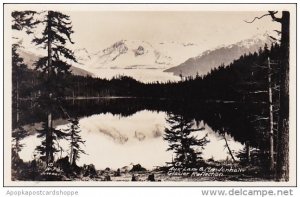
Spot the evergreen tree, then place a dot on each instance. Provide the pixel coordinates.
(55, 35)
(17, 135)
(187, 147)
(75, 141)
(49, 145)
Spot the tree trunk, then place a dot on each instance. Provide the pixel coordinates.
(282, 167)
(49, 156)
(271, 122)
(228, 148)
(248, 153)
* * *
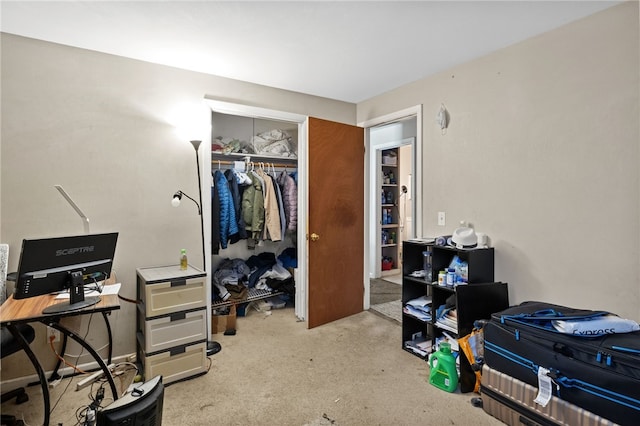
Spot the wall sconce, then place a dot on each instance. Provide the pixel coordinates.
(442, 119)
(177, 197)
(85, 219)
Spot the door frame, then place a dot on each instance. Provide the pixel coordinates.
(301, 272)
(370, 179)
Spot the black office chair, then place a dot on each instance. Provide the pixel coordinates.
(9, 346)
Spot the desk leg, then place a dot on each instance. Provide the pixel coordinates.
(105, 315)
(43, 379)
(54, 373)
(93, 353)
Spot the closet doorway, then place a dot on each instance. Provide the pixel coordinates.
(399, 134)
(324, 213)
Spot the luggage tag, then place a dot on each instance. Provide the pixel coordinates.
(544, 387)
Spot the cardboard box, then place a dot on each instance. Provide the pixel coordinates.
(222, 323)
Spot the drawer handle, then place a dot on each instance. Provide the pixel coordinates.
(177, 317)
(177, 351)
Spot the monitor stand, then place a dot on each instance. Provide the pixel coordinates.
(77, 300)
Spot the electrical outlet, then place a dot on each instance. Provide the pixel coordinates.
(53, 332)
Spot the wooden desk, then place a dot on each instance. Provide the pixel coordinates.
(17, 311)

Requirements:
Select every line of the data above that contains the string "tree" and copy each one in full.

Output for this exercise:
Spot the evergreen tree, then place a dot on each instance. Provide the pixel coordinates.
Spot the tree trunk, then place a dot on each instance. Provide the pixel coordinates.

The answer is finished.